Outline labeling records:
******

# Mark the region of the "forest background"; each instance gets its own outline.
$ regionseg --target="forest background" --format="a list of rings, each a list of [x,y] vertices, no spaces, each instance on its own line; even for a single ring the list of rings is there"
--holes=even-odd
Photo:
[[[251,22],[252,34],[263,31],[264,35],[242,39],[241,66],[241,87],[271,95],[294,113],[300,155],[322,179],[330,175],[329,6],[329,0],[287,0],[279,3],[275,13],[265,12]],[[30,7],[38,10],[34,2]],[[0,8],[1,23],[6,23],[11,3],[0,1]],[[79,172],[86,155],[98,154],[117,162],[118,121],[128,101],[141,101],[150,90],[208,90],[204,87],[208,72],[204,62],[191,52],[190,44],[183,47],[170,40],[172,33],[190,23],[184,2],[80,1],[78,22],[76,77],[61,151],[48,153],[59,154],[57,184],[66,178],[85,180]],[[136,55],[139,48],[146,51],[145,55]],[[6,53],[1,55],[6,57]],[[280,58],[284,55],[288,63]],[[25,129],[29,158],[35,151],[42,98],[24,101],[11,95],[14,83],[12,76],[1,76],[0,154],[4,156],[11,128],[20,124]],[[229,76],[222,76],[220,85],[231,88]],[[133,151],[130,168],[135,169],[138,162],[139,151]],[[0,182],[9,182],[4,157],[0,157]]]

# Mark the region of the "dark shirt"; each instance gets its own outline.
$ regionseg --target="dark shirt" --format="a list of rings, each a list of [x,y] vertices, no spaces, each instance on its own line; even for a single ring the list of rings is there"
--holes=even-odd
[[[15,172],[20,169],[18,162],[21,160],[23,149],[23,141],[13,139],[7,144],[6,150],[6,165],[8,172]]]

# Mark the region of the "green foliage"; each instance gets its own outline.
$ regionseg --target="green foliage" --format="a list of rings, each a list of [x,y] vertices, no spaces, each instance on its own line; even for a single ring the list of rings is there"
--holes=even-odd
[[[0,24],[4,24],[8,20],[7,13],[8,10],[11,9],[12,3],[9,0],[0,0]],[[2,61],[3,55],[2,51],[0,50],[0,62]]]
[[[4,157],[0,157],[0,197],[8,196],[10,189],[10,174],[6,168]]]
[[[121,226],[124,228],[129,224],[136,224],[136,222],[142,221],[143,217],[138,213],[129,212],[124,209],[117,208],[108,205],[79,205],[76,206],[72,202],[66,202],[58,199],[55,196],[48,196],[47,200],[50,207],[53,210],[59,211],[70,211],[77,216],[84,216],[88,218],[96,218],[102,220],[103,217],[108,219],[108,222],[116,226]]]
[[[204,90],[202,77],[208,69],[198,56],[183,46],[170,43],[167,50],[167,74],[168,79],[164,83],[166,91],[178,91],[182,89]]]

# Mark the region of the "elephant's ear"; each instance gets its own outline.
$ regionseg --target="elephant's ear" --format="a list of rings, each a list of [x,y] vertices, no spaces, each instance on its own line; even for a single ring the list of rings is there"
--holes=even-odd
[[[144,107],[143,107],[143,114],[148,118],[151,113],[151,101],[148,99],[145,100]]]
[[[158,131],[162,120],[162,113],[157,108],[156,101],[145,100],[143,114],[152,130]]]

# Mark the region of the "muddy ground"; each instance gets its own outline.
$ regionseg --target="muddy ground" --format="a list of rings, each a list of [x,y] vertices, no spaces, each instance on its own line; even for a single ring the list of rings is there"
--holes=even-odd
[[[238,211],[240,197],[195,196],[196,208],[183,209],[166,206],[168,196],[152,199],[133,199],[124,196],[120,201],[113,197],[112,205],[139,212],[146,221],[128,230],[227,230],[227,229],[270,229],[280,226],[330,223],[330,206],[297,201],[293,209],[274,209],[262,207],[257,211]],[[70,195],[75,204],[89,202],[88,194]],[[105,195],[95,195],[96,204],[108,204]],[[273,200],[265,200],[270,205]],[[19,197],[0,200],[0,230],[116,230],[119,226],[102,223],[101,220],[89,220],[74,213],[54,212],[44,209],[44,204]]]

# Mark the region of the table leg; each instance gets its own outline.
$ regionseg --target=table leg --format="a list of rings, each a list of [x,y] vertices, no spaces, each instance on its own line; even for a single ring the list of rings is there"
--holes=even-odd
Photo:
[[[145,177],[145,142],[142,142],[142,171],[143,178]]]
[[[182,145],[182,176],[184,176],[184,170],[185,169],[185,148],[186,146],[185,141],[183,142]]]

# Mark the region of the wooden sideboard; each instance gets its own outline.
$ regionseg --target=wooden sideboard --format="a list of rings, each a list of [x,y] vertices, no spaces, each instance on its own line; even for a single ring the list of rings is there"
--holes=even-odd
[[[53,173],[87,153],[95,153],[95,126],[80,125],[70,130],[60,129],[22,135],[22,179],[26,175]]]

******

> [TASK]
Output all of the material exactly as written.

> [EXERCISE SOLUTION]
# Mark the region of the "forest background"; each instance gets its own outline.
$ regionseg --target="forest background" --format="a list of rings, each a list of [x,y] vertices, no spaces, each instance on its own line; even for a single ring the list of rings is there"
--holes=even-odd
Photo:
[[[251,22],[252,34],[263,31],[264,35],[242,39],[241,66],[241,87],[271,95],[294,113],[300,155],[322,179],[330,175],[329,6],[329,0],[287,0],[279,3],[275,13],[265,12]],[[30,7],[38,10],[34,2]],[[0,8],[1,23],[6,23],[11,3],[0,1]],[[79,172],[86,155],[98,154],[117,162],[118,121],[128,101],[141,101],[150,90],[208,90],[204,87],[208,72],[204,62],[191,52],[190,44],[183,47],[170,40],[172,33],[190,23],[184,2],[80,1],[78,22],[76,77],[61,151],[48,153],[59,154],[57,184],[66,178],[85,180]],[[136,55],[139,48],[146,51],[145,55]],[[6,53],[1,55],[6,57]],[[280,58],[284,55],[288,63]],[[25,129],[29,158],[35,151],[42,98],[24,101],[11,95],[14,83],[12,76],[1,76],[0,154],[4,156],[11,128],[20,124]],[[229,76],[222,76],[220,85],[231,88]],[[133,151],[130,168],[135,169],[138,162],[139,151]],[[0,182],[9,182],[4,157],[0,157]]]

# Mark the region of the "dark shirt"; each instance gets its own outline.
$ regionseg --target="dark shirt" --format="a list of rings, each a list of [x,y] vertices, no spaces, each instance on its own line; even for a single ring the list of rings is there"
--holes=even-odd
[[[15,172],[20,169],[18,162],[21,160],[23,149],[23,141],[13,139],[7,144],[6,150],[6,165],[8,172]]]

# Mark the region of the "green foliage"; each instance gets its own outline.
$ regionseg --target="green foliage" --format="a list of rings, each a list of [x,y] vertices, no spaces, each instance on its own line; even for a single ring the list of rings is there"
--holes=even-odd
[[[0,24],[4,24],[8,20],[7,13],[8,10],[11,9],[12,3],[9,0],[0,0]],[[2,61],[3,55],[2,51],[0,50],[0,62]]]
[[[4,157],[0,157],[0,197],[8,196],[10,189],[10,174],[6,168]]]
[[[121,226],[124,228],[129,224],[136,224],[136,222],[142,221],[143,217],[138,213],[129,212],[124,209],[117,208],[108,205],[79,205],[76,206],[72,202],[66,202],[58,199],[55,196],[48,196],[47,200],[50,207],[53,210],[59,211],[70,211],[77,216],[84,216],[88,218],[96,218],[102,220],[103,217],[108,219],[108,222],[116,226]]]
[[[204,90],[202,77],[208,69],[198,56],[183,46],[170,43],[167,50],[167,74],[168,79],[164,83],[166,91],[178,91],[182,89]]]

# Mark the region of the "elephant's ear"; each instance gets its own outline.
$ regionseg --target="elephant's ear" --format="a list of rings, each a list of [x,y] vertices, no spaces, each instance on its own line; even for a single ring the list of rings is there"
--holes=even-odd
[[[144,107],[143,107],[143,114],[148,118],[151,113],[151,101],[148,99],[145,100]]]
[[[158,131],[162,120],[162,113],[157,108],[156,101],[145,100],[143,114],[152,130]]]

# Mark the region of the "muddy ground"; each instance gets its own outline.
$ regionseg --target="muddy ground" --format="a list of rings, each a list of [x,y] vertices, no spaces, each instance on its own line; even for a single ring the list of rings is there"
--holes=even-odd
[[[238,211],[240,197],[195,196],[196,208],[183,209],[166,206],[168,196],[152,199],[133,199],[124,196],[120,201],[113,197],[112,205],[139,212],[146,221],[128,230],[227,230],[227,229],[270,229],[280,226],[330,223],[330,206],[297,201],[293,209],[274,209],[262,207],[257,211]],[[70,195],[75,204],[89,202],[88,194]],[[105,195],[95,195],[96,204],[108,204]],[[273,200],[265,200],[270,205]],[[19,197],[0,200],[0,230],[116,230],[119,226],[102,223],[101,220],[89,220],[74,213],[54,212],[44,209],[44,204]]]

# Mark the region of the table leg; each instance gets its own outline.
$ regionseg --target=table leg --format="a list of rings, each a list of [x,y] vertices, no spaces, each instance on its own line; even for a single ring the list of rings is there"
--holes=even-odd
Photo:
[[[145,177],[145,142],[142,142],[142,171],[143,178]]]
[[[182,145],[182,176],[184,176],[184,170],[185,169],[185,148],[186,146],[185,141],[183,142]]]

# Mark the region of the wooden sideboard; each instance gets its own outline.
$ regionseg --target=wooden sideboard --format="a list of rings, each a list of [x,y] vertices, no spaces, each instance on its own line; even for a single ring the list of rings is there"
--holes=even-odd
[[[53,173],[87,153],[95,153],[95,126],[80,125],[70,130],[60,129],[22,135],[22,179],[26,175]]]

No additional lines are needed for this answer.